Entries taken from a collection:
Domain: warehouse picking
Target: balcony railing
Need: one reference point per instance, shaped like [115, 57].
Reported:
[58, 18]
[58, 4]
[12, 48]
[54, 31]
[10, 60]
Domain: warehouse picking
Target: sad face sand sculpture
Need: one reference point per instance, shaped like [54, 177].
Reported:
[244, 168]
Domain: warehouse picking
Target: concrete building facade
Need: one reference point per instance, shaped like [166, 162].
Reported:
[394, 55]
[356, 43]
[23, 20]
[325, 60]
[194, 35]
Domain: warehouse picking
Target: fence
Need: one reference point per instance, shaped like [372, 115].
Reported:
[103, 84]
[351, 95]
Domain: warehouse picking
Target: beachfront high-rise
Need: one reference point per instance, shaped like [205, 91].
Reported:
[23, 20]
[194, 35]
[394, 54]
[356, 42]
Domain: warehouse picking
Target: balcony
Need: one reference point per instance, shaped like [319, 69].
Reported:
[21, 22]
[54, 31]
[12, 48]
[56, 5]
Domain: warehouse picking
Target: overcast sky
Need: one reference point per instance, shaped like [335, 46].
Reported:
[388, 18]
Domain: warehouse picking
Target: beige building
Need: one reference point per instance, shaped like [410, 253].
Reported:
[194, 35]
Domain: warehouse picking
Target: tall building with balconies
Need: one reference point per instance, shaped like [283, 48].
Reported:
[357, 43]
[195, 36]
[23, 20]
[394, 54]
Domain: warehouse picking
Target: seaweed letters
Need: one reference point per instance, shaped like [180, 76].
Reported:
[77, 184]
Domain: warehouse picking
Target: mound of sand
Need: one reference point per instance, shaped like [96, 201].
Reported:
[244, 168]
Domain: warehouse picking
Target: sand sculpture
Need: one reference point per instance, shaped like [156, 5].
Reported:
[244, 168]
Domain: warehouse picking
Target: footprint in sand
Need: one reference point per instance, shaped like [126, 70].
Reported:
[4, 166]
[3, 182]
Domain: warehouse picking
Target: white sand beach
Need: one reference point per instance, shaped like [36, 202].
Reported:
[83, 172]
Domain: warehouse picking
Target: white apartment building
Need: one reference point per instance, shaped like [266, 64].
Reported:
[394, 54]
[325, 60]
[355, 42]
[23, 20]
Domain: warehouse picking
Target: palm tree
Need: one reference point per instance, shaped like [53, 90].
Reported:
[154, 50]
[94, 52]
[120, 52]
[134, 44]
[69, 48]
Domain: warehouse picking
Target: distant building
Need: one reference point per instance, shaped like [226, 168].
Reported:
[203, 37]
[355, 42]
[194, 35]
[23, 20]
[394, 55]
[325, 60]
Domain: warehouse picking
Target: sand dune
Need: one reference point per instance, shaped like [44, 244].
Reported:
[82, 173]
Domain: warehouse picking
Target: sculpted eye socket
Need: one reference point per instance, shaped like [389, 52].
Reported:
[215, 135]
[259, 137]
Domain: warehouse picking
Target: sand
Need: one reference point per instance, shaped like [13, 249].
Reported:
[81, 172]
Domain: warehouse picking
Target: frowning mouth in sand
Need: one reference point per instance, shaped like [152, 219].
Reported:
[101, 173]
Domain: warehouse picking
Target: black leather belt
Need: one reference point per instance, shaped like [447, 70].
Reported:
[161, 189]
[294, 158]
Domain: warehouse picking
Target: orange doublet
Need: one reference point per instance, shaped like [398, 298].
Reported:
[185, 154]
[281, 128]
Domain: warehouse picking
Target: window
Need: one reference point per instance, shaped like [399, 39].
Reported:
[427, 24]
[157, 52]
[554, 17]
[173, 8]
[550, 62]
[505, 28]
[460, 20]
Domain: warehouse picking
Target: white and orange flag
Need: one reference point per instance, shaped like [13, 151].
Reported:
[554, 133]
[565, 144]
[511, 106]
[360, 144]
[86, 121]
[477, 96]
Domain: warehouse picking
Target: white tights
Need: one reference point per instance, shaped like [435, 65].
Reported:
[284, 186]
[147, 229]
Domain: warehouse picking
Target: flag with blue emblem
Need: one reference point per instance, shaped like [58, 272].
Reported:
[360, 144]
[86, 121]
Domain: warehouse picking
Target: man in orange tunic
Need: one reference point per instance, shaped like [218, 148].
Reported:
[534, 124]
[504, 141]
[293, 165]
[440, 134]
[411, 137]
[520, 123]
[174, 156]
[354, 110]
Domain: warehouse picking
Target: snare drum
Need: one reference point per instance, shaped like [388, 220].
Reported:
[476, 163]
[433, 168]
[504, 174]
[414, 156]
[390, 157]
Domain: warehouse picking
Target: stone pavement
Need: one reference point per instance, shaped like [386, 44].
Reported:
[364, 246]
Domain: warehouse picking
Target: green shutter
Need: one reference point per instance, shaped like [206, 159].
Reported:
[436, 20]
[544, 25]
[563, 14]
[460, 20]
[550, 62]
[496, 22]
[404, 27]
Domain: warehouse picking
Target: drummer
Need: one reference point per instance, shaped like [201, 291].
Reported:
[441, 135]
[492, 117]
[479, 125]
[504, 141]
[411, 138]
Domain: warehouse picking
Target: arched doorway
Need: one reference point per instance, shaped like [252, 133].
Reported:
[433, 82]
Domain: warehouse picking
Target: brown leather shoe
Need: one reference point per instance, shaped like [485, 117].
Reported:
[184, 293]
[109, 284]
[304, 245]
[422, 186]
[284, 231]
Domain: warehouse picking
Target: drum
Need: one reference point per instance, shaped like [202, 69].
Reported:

Goal: Without leaving anything out, give the entries again exactly.

Solution to the problem:
Domain: warehouse picking
Target: balcony railing
Need: one reference point per instance, shaped like [115, 57].
Reported:
[58, 18]
[58, 4]
[12, 48]
[54, 31]
[10, 60]
Domain: warehouse picking
Target: sad face sand sculpture
Need: one reference point per instance, shaped like [54, 177].
Reported:
[244, 168]
Domain: warehouse picking
Target: concrete building facade
Need: one reference point per instance, shaped like [166, 162].
Reported:
[394, 55]
[356, 43]
[23, 20]
[325, 60]
[194, 35]
Domain: warehouse picking
Target: fence
Need: one reference point per instance, shaped like [372, 115].
Reported:
[103, 84]
[351, 95]
Domain: warehouse picking
Target: beachfront high-rise
Need: one reference point per instance, shaped like [205, 91].
Reported:
[23, 20]
[194, 35]
[394, 54]
[356, 42]
Domain: warehouse picking
Target: balcony
Need: one reference point per instance, shaped like [319, 69].
Reported:
[21, 22]
[54, 31]
[12, 48]
[56, 5]
Domain: warehouse picking
Target: overcast sky
Need: one reference point per instance, shaped like [335, 46].
Reported:
[388, 18]
Domain: warehouse picking
Target: beige building
Need: one reference point per instance, shaped like [410, 253].
Reported:
[194, 35]
Domain: warehouse picking
Target: tall building with balconies
Need: one reference point per instance, shaped like [283, 48].
Reported:
[357, 43]
[195, 36]
[23, 20]
[394, 54]
Domain: warehouse picking
Target: seaweed letters
Need: one reference point per instance, shaped like [180, 76].
Reported:
[77, 184]
Domain: warehouse picking
Target: mound of sand
Need: one reference point per instance, shaped like [96, 201].
Reported:
[244, 168]
Domain: warehouse picking
Target: sand sculpture
Need: one reference point per instance, shaped like [156, 5].
Reported:
[244, 168]
Domain: warehouse picking
Target: footprint in sand
Need: one reference point per instance, shaped like [126, 70].
Reported:
[4, 166]
[3, 182]
Domain: warehouse picking
Target: white sand beach
Need: one reference point per instance, shaped like [36, 202].
Reported:
[83, 172]
Domain: warehouse picking
Target: white apartment building
Need: one reference point per instance, shaped like [266, 64].
Reported:
[394, 54]
[325, 60]
[355, 42]
[23, 20]
Domain: warehouse picking
Target: palm tree
Need: one reference point per instance, shaped like [53, 90].
Reported:
[154, 50]
[94, 52]
[120, 52]
[134, 44]
[69, 48]
Domain: warehouse picking
Target: distant building
Need: one reference point per instance, shaped like [226, 168].
Reported:
[203, 37]
[355, 42]
[194, 35]
[23, 20]
[394, 55]
[325, 60]
Domain: warehouse picking
Target: sand dune
Need: one reference point per instance, shaped like [44, 244].
Reported:
[82, 173]
Domain: warehouse picking
Target: sculpted eye socket
Need: one reference point per instance, shaped like [389, 52].
Reported:
[215, 135]
[259, 137]
Domain: warehouse picking
Target: sand
Need: one reference point per instance, shaped like [13, 249].
Reported:
[81, 172]
Domain: warehouse picking
Target: frowning mouth in sand
Need: one reference point per instance, shaped like [152, 219].
Reported:
[101, 173]
Domain: warehouse picking
Target: black leather belt
Need: one reference point per instance, shaped like [447, 70].
Reported:
[161, 189]
[294, 158]
Domain: warehouse picking
Target: orange doublet
Need: one reference point per instance, shaped like [398, 298].
Reported:
[185, 154]
[281, 128]
Domain: warehouse picking
Target: window
Need: one reference point per instance, shaped like [399, 39].
Reported:
[427, 24]
[157, 52]
[554, 17]
[173, 8]
[550, 62]
[505, 28]
[460, 20]
Domain: warehouse picking
Target: white and orange flag
Need: one reference point per instance, shaped like [13, 151].
Reported:
[554, 133]
[565, 144]
[511, 106]
[360, 144]
[86, 121]
[477, 96]
Domain: warehouse picking
Target: white tights
Need: one reference point per instance, shaped like [435, 65].
Reported:
[284, 186]
[147, 229]
Domain: warehouse picking
Target: flag with blue emblem
Need: one reference point per instance, shaped like [58, 272].
Reported:
[360, 144]
[86, 121]
Domain: warehouse picking
Target: man in orange tunic
Need: one reference point per instance, shaped like [218, 148].
Reported:
[534, 124]
[504, 141]
[293, 165]
[440, 134]
[411, 137]
[520, 123]
[174, 156]
[354, 110]
Domain: warehouse picking
Target: snare drum
Need: one reference point per instance, shaped like [388, 220].
Reported:
[476, 163]
[433, 168]
[504, 174]
[414, 156]
[390, 157]
Domain: warehouse picking
Target: stone pavement
Need: one reference point per instance, shaped like [386, 44].
Reported:
[364, 246]
Domain: warehouse picking
Target: green shutter
Need: one reference point per instance, shaped like [206, 159].
Reported:
[436, 20]
[544, 25]
[563, 14]
[460, 20]
[550, 62]
[496, 22]
[404, 27]
Domain: warehouse picking
Target: drummer
Need: one reference point per instance, shaped like [201, 291].
Reported:
[441, 135]
[492, 117]
[479, 125]
[504, 141]
[411, 138]
Domain: warehouse picking
Target: arched doorway
Need: one reference point per instance, shaped like [252, 133].
Reported:
[433, 82]
Domain: warehouse picking
Target: brown leather shoe
Need: one reference point per instance, shaped like [485, 117].
Reported:
[184, 293]
[109, 284]
[304, 245]
[422, 186]
[284, 231]
Domain: warehouse picking
Target: drum
Need: one reference point per instance, shaped like [202, 69].
Reported:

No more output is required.